» **Assigned task**
The lines to return begin at the one containing "target | blurred grass" and end at the final line of the material; output them exactly and only them.

------------------------------------------------

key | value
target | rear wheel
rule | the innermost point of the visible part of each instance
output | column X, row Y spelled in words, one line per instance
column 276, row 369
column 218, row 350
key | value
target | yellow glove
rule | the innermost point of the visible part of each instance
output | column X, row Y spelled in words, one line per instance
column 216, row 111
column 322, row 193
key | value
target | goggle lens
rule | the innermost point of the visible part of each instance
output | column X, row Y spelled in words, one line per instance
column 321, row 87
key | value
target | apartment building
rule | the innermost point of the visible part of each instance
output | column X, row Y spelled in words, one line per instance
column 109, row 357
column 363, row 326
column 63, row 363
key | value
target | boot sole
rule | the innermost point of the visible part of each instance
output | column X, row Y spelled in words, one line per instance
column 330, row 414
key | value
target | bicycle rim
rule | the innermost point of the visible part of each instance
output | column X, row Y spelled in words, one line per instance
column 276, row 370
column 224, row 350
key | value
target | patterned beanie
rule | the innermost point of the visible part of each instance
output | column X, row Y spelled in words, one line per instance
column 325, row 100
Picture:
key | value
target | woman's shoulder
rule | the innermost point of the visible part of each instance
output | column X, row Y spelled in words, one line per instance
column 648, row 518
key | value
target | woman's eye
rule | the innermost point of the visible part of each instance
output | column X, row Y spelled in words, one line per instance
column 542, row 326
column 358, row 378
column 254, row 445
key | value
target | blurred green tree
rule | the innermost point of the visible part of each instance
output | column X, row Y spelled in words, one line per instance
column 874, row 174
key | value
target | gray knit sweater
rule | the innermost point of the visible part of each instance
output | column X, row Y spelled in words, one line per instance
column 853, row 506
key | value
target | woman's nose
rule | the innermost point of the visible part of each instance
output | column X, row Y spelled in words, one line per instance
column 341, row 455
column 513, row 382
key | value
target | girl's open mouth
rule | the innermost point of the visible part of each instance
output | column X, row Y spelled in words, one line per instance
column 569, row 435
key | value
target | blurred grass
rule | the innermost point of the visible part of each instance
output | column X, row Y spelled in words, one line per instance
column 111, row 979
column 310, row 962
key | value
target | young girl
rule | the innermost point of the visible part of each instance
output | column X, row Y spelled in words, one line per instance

------------------------------------------------

» **Answer section**
target | blurred grass
rule | the innermost point of the visible part of each instance
output | column X, row Y spelled in words, one line per instance
column 111, row 979
column 310, row 962
key | value
target | young girl
rule | the innermost point of the visible part of each instance
output | column X, row Y spelled in words, one line per instance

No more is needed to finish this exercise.